*EXERCISE DATA*
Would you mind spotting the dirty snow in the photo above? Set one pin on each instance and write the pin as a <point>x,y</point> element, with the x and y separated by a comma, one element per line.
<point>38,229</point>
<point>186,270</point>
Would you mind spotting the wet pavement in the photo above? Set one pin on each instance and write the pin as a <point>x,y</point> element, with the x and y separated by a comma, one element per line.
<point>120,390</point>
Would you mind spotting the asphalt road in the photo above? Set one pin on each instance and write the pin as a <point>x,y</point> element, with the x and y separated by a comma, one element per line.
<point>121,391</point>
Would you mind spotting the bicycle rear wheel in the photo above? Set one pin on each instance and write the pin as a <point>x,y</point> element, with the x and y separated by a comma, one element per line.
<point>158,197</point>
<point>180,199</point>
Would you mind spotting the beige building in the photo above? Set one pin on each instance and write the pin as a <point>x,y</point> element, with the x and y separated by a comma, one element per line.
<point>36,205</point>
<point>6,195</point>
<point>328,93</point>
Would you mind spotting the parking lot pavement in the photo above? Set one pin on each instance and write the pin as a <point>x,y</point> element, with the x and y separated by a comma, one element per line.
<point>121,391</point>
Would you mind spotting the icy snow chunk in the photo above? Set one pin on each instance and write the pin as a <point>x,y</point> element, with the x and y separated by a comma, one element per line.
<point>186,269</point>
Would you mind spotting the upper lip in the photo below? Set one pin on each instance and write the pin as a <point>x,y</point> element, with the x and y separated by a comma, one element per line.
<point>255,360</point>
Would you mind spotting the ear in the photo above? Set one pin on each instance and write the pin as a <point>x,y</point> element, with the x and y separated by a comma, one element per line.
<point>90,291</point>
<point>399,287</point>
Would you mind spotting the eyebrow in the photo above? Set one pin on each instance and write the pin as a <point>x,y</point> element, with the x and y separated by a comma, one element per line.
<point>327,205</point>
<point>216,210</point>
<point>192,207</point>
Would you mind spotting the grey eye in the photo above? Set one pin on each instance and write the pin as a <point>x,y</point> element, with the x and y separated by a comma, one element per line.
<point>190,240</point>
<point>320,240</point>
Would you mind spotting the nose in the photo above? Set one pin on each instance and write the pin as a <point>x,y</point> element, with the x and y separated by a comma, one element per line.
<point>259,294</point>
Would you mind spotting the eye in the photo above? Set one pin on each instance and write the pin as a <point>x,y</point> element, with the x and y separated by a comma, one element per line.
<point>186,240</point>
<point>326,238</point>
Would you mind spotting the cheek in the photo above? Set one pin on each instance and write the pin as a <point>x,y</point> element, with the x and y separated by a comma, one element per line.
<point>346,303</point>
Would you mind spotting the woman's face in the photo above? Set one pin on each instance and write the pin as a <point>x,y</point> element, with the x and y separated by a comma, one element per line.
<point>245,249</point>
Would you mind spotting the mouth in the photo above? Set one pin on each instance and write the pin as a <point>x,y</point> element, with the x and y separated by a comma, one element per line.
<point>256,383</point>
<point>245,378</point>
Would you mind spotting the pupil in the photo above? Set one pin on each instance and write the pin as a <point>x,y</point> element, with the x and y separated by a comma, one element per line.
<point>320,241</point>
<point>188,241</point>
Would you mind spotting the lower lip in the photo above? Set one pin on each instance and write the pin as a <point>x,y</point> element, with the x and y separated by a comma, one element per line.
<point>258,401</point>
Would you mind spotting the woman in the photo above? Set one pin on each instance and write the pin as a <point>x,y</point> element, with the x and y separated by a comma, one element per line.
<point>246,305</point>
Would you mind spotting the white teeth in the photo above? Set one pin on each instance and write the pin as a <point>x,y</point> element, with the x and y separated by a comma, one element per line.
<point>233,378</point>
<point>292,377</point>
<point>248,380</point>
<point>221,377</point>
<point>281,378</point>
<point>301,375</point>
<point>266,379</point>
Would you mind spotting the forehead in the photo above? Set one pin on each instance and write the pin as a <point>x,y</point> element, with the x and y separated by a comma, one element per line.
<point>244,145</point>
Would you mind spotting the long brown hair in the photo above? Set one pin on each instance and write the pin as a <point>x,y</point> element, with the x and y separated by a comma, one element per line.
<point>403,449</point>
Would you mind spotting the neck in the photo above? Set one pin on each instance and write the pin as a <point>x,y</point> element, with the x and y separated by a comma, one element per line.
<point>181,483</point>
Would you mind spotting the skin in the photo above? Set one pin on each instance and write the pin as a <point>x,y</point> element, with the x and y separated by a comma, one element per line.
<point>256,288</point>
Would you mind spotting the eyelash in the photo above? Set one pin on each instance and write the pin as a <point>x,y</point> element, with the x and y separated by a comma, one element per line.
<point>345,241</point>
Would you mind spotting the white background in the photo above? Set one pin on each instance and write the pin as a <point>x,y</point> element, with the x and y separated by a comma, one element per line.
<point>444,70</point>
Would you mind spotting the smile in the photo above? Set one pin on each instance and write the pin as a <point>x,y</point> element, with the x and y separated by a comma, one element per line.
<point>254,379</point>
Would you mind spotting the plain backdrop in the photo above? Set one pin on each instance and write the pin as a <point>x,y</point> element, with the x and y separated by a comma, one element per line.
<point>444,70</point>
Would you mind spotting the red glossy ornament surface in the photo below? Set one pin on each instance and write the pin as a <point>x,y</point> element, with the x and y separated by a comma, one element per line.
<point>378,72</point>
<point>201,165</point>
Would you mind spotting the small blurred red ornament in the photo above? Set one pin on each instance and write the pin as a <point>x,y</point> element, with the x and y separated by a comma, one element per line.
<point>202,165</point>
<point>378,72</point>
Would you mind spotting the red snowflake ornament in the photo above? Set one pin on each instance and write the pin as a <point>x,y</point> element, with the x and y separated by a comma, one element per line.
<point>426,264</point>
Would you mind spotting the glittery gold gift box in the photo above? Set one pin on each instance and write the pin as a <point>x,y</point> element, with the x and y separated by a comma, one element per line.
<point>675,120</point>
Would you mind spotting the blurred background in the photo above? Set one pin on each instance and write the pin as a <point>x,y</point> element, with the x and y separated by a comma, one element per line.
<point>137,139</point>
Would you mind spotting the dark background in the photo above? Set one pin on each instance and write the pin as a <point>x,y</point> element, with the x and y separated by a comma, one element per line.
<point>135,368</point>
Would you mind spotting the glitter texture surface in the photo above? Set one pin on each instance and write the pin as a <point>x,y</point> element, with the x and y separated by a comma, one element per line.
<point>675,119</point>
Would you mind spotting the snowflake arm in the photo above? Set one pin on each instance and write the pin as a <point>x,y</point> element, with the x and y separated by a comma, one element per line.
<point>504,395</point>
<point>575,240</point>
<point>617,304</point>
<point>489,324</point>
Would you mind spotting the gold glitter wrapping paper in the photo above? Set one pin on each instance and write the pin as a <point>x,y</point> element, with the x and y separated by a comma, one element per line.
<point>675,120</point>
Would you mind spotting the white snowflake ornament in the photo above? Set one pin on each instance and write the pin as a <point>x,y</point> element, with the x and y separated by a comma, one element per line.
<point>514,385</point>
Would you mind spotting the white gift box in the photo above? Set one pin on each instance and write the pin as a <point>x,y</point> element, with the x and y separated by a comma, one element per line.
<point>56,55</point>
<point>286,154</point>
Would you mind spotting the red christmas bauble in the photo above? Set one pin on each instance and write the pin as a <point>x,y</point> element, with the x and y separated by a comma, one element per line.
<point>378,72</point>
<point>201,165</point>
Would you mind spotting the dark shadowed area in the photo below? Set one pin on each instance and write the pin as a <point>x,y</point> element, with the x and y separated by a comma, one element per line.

*WHAT TO PRODUCE*
Output all of the data again. Match it exactly.

*ANSWER TO THE PROBLEM*
Would you mind spotting the dirty snow in the photo above? Set one pin on each instance and write the pin as a <point>x,y</point> element, with the x and y separated by a comma, one element per line.
<point>38,229</point>
<point>186,270</point>
Would you mind spotting the wet pavement in the photo above? Set one pin on each instance and write the pin as a <point>x,y</point> element, with the x and y separated by a comma, one element per line.
<point>120,390</point>
Would you mind spotting the asphalt road in the photo above? Set one pin on each instance and write the pin as a <point>x,y</point> element, with the x and y separated by a comma, one element per line.
<point>121,391</point>
Would you mind spotting the bicycle rear wheel in the photo above? Set one pin on each instance and write the pin as a <point>x,y</point> element, with the x and y separated by a comma, one element per line.
<point>158,197</point>
<point>180,199</point>
Would you mind spotting the beige building in the photo above? Set one pin on each instance and write the pin as a <point>x,y</point> element, with the x and y separated by a comma, one element per line.
<point>36,205</point>
<point>6,195</point>
<point>328,93</point>
Would you mind spotting the parking lot pavement in the photo above? Set one pin on each instance and write the pin as a <point>x,y</point> element, with the x and y separated by a comma, one element per line.
<point>121,391</point>
Would you mind spotting the icy snow chunk in the photo above? Set one pin on each instance and write the pin as a <point>x,y</point> element, with the x and y separated by a comma, one element per line.
<point>186,269</point>
Would you mind spotting the upper lip in the photo below? Set one pin on each instance and write the pin as a <point>x,y</point> element, with the x and y separated by a comma, one element per line.
<point>255,360</point>
Would you mind spotting the ear in the photo above? Set one pin on each instance and write the pin as a <point>x,y</point> element, with the x and y separated by a comma, one element per line.
<point>90,291</point>
<point>399,287</point>
Would you mind spotting the eyebrow in the photo above? Set one pin on each instance and write the pin as a <point>x,y</point> element, with the x and y separated by a comma, one element per line.
<point>327,205</point>
<point>216,210</point>
<point>192,207</point>
Would you mind spotting the grey eye in the photo above? Set one pin on each instance and write the pin as a <point>x,y</point> element, with the x and y separated by a comma, one element per line.
<point>190,240</point>
<point>320,240</point>
Would you mind spotting the nose in the photo above? Set one pin on each instance and write the pin as a <point>x,y</point> element, with the x and y separated by a comma, one element per line.
<point>259,294</point>
Would you mind spotting the eye in the photo above? Set one pin on each instance and write the pin as a <point>x,y</point> element, with the x and y separated by a comma, one element per line.
<point>186,240</point>
<point>326,238</point>
Would you mind spotting the cheek in the photo above? Set one pin on each instance and write the pin as a <point>x,y</point> element, with the x and y separated by a comma, one element per line.
<point>346,303</point>
Would you mind spotting the woman's face in the photo above? Set one pin on each instance and write the pin as a <point>x,y</point> element, with the x and y separated by a comma, one element per line.
<point>245,249</point>
Would you mind spotting the mouth in the photo above? Set one pin on each instance and write the pin as a <point>x,y</point> element, with the x and y separated by a comma, one element per line.
<point>256,383</point>
<point>245,378</point>
Would you mind spotting the pupil in the photo above? Set one pin on each instance and write the pin as a <point>x,y</point> element, with the x and y separated by a comma, one element per line.
<point>320,241</point>
<point>188,241</point>
Would you mind spotting the lower lip in the photo above? Set one pin on each instance and write the pin as a <point>x,y</point> element, with the x and y separated by a comma, one element per line.
<point>258,401</point>
Would you mind spotting the woman in the photo above? Set one pin on each instance and write the pin as a <point>x,y</point> element, with the x and y separated by a comma, one element per line.
<point>246,305</point>
Would you mind spotting the white teeth in the photo above? Set one pin on each instance and write the pin as a <point>x,y</point> element, with the x and y separated by a comma, one element per line.
<point>233,378</point>
<point>292,377</point>
<point>248,380</point>
<point>221,377</point>
<point>281,378</point>
<point>301,375</point>
<point>266,379</point>
Would you mind spotting the forehead in the photo above? Set one pin on each instance and write the pin as a <point>x,y</point> element, with the x and y separated by a comma, one element per line.
<point>244,145</point>
Would you mind spotting the long brown hair in the photo above? Set one pin on each instance and write the pin as a <point>x,y</point> element, with the x and y separated by a comma, one element per line.
<point>403,449</point>
Would you mind spotting the neck in the photo above? Set one pin on each instance and write the pin as a <point>x,y</point> element, with the x and y separated by a comma, one element per line.
<point>181,483</point>
Would you mind spotting the skin in the photo above? Set one pin on each instance and write the pin as a <point>x,y</point> element, with the x and y separated by a comma, one element per line.
<point>256,288</point>
Would you mind spotting the eyelash in the photo above? Set one pin on each instance and write the pin as a <point>x,y</point> element, with the x and y separated by a comma, one element per line.
<point>345,241</point>
Would you mind spotting the white background in the photo above? Set one pin on each instance and write the pin as a <point>x,y</point> element, with the x and y separated by a comma, one element per line.
<point>444,70</point>
Would you mind spotting the smile in the photo above? Set one pin on each instance and write the pin as a <point>x,y</point> element, with the x and y separated by a comma, one element per line.
<point>254,379</point>
Would you mind spotting the plain backdrop in the photo above? Set one pin on each instance and write the pin as a <point>x,y</point> element, with the x and y separated by a comma, one element per line.
<point>444,70</point>
Would you mind spotting the red glossy ornament surface in the photo below? Set one pin on each instance and write the pin as a <point>x,y</point> element, with the x and y separated by a comma, one element per line.
<point>378,72</point>
<point>201,165</point>
Would you mind spotting the small blurred red ornament in the photo above? Set one pin on each instance and write the pin as a <point>x,y</point> element, with the x and y separated by a comma, one element per line.
<point>202,165</point>
<point>378,72</point>
Would you mind spotting the red snowflake ornament in the photo above? Set one pin on each instance and write the pin as a <point>x,y</point> element, with the x and y separated by a comma, one element per line.
<point>426,264</point>
Would you mind spotting the glittery gold gift box in the photo above? Set one pin on each instance and write the pin as a <point>x,y</point> element, with the x and y separated by a comma, one element per line.
<point>675,120</point>
Would you mind spotting the blurred background in the photo above? Set one pin on each instance and write the pin as a <point>x,y</point> element, with the x and y separated by a comma, one element per line.
<point>137,139</point>
Would you mind spotting the dark background in the photo above? Set one pin on each instance and write the pin as a <point>x,y</point> element, with the x and y separated by a comma, one element per line.
<point>135,368</point>
Would you mind spotting the glitter texture surface in the photo above? Set one pin on each instance and write the pin as a <point>x,y</point> element, with the x and y separated by a comma, one element per line.
<point>675,119</point>
Would you mind spotting the snowflake arm in the photo above? Set one pin on each instance and write the pin as a <point>x,y</point> element, with the x and y separated by a comma, one element per line.
<point>504,395</point>
<point>575,240</point>
<point>617,304</point>
<point>489,324</point>
Would you mind spotting the gold glitter wrapping paper in the photo above? Set one pin on each instance and write the pin as a <point>x,y</point> element, with the x and y separated by a comma, one element per line.
<point>675,120</point>
Would you mind spotting the white snowflake ornament in the photo above? Set one pin on each instance and write the pin as a <point>x,y</point> element, with the x and y separated by a comma, one element per line.
<point>514,385</point>
Would you mind spotting the white gift box in the photo above? Set one pin on each instance and write the pin as a <point>x,y</point> element, with the x and y separated by a comma, one element per line.
<point>56,55</point>
<point>286,154</point>
Would you mind spotting the red christmas bauble in the photo above? Set one pin on each instance and write the pin as a <point>x,y</point> element, with the x and y separated by a comma, one element per line.
<point>378,72</point>
<point>201,165</point>
Would you mind spotting the dark shadowed area in the photo below? Set one pin on each instance and write the pin as a <point>x,y</point> element, with the x and y separated by a comma, one element per line.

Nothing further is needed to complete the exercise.